Bolsonaro sem foro privilegiado: investigações contra presidente sairão do guarda-chuva do STF
A partir de 1º de janeiro, parte dos processos será enviada para a primeira instância, e passarão a tramitar sob a responsabilidade de diferentes delegados, procuradores e juízes
Ao deixar o Palácio do Planalto em 1º de janeiro, Jair Bolsonaro perderá o foro privilegiado, condição que mantém as investigações criminais relacionadas a ele no Supremo Tribunal Federal (STF). Durante os seus quatro anos de mandato, o atual mandatário fez recorrentes ameaças e ataques aos integrantes da Corte.
A partir do mês que vem, porém, parte dos processos a que Bolsonaro responde será enviada à primeira instância. Isso significa que eles passarão a tramitar sob a responsabilidade de diferentes delegados, procuradores e juízes. Ao menos três investigações em curso no STF devem ser remetidas à Justiça Federal, duas delas em fase final.

■ USANDO AS INFORMAÇÕES:
1 > Traduza para o inglês esta frase do texto sobre o foro privilegiado de Bolsonaro: "Ao menos três investigações em curso no STF devem ser remetidas à Justiça Federal, duas delas em fase final."
2 > Dê continuidade ao texto sobre o foro privilegiado de Bolsonaro a partir do ponto em que ele termina.
As entradas a seguir são um material independente do texto.

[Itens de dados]
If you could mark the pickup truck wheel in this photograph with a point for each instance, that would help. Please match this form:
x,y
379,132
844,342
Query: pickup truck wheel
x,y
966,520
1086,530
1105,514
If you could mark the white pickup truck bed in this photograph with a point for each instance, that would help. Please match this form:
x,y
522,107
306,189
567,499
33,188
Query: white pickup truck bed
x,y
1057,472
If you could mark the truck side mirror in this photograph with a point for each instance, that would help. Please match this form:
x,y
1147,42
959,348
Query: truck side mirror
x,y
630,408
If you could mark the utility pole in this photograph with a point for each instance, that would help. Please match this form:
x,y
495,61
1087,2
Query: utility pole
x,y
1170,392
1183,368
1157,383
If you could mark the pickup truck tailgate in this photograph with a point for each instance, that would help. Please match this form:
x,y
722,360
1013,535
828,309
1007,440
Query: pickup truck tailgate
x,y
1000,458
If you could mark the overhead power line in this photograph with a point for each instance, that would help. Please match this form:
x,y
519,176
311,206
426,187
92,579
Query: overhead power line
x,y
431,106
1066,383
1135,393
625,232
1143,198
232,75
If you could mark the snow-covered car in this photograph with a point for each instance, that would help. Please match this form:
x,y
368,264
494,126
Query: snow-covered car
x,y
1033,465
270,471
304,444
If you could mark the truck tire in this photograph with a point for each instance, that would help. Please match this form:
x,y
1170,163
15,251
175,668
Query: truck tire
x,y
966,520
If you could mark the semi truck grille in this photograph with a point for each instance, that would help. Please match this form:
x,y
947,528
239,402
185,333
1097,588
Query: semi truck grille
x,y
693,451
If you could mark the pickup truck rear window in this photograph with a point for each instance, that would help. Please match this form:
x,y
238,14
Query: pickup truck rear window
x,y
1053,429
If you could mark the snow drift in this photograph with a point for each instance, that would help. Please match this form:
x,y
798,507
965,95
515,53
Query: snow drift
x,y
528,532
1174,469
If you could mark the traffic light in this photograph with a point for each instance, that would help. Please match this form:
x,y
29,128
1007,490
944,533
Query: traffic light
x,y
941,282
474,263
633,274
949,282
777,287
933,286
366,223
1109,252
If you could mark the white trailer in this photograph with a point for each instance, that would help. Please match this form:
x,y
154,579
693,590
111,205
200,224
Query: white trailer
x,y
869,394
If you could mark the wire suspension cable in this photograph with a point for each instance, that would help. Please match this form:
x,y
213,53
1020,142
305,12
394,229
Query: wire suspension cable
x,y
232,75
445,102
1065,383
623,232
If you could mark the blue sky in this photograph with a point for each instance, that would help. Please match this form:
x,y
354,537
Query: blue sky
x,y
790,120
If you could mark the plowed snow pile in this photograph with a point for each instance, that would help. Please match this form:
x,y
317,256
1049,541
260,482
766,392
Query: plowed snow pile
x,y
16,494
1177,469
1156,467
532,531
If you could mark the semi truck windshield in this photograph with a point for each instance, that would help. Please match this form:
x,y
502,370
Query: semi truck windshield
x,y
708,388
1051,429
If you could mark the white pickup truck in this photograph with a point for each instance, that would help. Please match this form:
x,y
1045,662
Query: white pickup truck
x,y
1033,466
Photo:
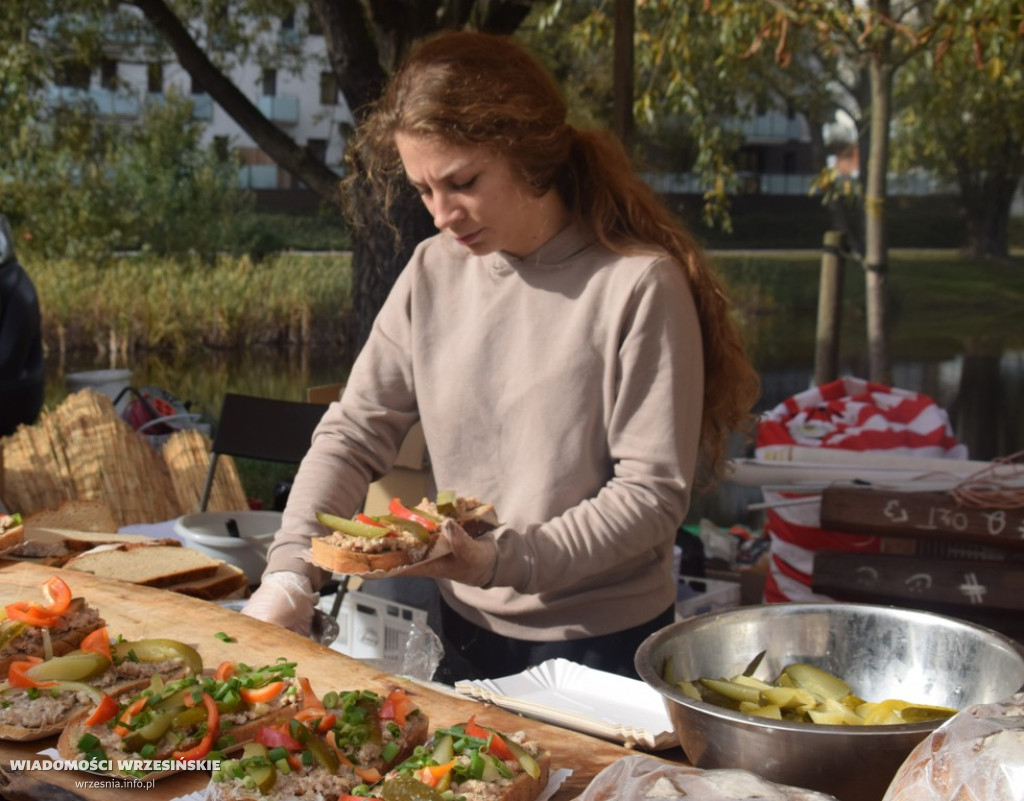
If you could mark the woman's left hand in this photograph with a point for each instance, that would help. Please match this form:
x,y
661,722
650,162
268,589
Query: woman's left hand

---

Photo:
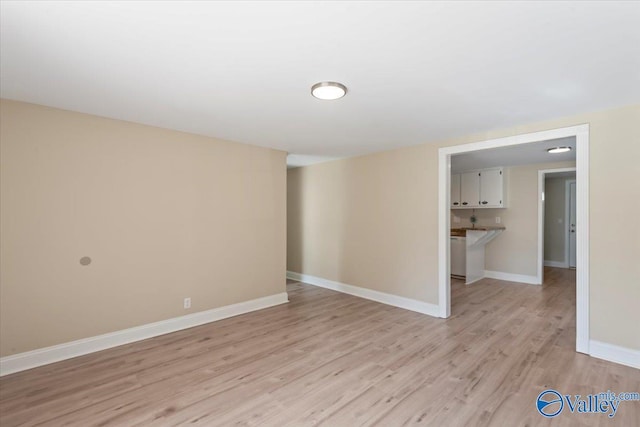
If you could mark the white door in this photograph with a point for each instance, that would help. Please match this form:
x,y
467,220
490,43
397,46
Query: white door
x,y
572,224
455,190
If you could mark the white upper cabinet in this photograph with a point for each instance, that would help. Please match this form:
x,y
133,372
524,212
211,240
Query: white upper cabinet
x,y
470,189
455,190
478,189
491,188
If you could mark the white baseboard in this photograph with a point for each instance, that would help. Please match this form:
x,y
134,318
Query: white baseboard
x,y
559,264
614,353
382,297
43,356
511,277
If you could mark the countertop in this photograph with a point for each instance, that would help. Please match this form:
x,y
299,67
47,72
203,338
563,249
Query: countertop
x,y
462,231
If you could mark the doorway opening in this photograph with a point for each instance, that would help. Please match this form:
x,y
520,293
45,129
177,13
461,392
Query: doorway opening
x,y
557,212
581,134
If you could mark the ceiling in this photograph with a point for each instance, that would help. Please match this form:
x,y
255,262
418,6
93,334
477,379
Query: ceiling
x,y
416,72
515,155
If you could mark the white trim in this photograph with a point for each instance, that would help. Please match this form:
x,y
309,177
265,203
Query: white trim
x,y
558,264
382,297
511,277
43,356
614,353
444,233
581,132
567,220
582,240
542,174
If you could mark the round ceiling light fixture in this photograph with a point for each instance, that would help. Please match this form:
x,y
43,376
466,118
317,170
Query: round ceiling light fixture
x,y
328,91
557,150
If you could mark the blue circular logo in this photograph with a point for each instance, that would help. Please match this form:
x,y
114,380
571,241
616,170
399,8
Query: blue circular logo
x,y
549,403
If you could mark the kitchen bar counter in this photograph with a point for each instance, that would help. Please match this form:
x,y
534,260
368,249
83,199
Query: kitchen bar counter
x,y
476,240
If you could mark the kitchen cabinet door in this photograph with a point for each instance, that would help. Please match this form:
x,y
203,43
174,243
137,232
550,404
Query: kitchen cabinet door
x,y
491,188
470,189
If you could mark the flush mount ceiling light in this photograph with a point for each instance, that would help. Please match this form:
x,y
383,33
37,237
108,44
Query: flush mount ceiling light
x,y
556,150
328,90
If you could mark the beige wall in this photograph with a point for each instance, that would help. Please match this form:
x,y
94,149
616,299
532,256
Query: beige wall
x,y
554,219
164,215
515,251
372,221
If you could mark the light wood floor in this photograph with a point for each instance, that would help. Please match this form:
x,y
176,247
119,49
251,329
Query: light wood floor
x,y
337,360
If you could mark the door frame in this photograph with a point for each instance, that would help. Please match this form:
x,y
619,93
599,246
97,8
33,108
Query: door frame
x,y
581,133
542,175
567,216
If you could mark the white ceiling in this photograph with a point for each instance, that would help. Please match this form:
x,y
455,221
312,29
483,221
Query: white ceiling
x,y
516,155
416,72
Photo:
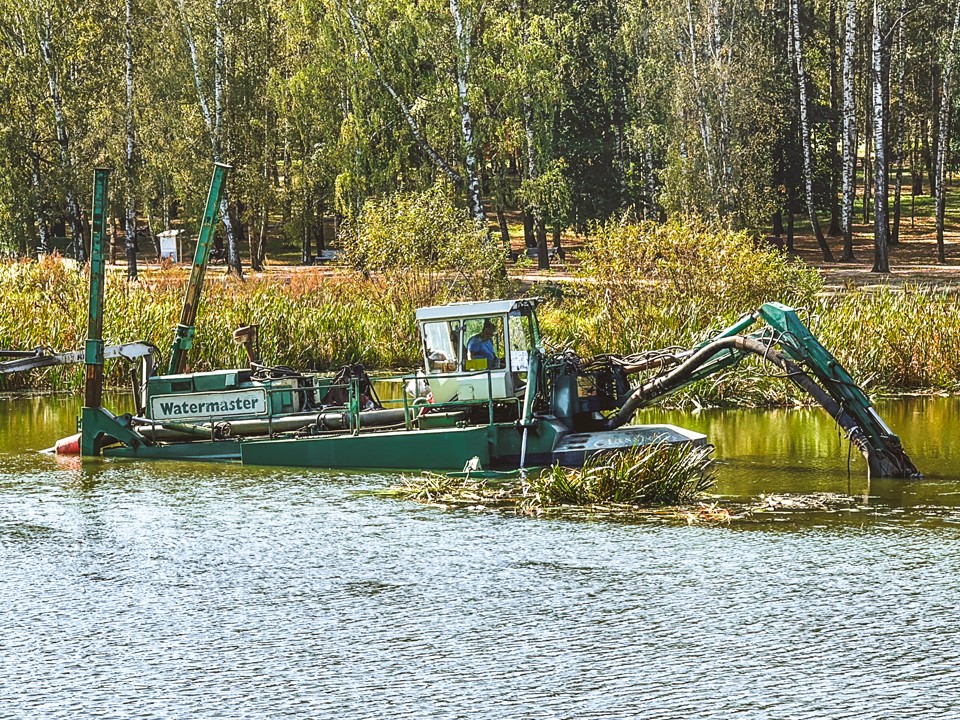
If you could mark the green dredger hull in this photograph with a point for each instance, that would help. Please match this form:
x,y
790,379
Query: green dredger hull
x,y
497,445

---

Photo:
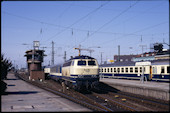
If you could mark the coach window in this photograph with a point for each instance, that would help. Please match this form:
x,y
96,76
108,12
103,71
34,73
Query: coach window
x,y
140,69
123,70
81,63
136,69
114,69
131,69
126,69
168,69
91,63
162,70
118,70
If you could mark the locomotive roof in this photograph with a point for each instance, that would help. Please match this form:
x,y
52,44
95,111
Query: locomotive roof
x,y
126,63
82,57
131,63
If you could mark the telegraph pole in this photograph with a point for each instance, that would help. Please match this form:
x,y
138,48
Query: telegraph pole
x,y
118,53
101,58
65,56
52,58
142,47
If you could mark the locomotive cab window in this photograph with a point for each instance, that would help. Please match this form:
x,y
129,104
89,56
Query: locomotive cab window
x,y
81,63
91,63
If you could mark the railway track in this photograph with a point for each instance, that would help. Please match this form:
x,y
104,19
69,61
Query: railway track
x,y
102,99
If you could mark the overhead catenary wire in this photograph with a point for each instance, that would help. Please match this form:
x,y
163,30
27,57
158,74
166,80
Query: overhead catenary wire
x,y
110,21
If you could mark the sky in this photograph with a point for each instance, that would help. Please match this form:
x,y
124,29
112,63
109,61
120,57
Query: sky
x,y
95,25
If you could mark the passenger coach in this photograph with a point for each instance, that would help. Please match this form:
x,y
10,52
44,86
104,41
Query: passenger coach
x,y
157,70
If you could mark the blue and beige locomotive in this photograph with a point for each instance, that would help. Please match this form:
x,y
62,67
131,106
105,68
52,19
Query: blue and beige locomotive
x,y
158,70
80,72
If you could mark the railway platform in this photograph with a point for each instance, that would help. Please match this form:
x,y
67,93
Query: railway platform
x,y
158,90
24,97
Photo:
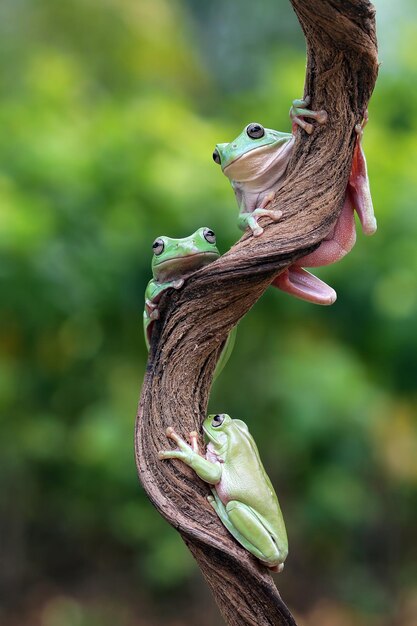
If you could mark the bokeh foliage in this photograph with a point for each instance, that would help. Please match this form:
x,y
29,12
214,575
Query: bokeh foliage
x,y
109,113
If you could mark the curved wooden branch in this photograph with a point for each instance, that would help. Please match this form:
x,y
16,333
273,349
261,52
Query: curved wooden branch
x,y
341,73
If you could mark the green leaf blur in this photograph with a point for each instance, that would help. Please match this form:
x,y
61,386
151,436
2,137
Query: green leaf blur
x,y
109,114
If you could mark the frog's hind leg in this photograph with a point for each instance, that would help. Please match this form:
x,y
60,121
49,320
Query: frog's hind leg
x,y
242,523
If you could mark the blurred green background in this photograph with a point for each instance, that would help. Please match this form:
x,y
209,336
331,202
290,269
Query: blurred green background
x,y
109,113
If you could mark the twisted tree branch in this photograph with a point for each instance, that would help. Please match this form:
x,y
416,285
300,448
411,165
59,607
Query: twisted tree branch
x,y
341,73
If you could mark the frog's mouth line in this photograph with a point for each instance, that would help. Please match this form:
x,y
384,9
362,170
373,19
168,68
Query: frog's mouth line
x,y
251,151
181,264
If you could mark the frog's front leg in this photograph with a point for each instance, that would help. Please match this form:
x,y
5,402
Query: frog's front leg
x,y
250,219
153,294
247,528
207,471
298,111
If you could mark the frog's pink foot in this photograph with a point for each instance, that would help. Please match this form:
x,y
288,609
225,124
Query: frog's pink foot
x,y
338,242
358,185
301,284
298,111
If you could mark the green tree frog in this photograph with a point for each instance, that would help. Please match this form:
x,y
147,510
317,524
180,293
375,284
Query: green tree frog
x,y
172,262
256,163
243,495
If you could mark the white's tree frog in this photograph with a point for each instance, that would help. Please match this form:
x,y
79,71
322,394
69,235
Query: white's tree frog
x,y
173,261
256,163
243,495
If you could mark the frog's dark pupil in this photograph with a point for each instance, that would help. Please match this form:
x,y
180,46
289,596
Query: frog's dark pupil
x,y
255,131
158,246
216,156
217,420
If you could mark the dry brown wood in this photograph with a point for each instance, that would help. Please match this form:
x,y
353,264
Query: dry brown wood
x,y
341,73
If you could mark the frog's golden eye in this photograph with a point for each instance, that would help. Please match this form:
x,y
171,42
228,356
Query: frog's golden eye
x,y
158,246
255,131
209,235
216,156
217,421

■ RESPOSTAS EM ORDEM:
1 > At least three ongoing investigations at the STF are expected to be sent to the Federal Courts, two of them in their final stage.

2 >
Um desses inquéritos preocupa mais o entorno do chefe do Executivo. Nele a PF já concluiu que Bolsonaro cometeu o delito de “incitação ao crime”, com pena prevista de detenção de três a seis meses, por incentivar a população a não usar máscaras por meio da divulgação de notícias falsas em uma live. A PF também sustentou no mesmo caso que, ao associar falsamente a vacina da Covid-19 ao desenvolvimento do vírus da Aids, o presidente cometeu uma contravenção (ilegalidade de menor potencial ofensivo) de “provocar alarme a terceiros, anunciando perigo inexistente”.
O caso está sob a relatoria do ministro Alexandre de Moraes. Em agosto, a PF pediu autorização para indiciar Bolsonaro pelo delito de incitação e tomar o seu depoimento, mas ainda aguarda a decisão do magistrado.
Quando o processo chegar à primeira instância, a PF não precisará mais de autorização judicial para indiciar Bolsonaro nem para ouvi-lo. Isso poderá ser feito a qualquer momento, já sob a nova gestão do governo Lula.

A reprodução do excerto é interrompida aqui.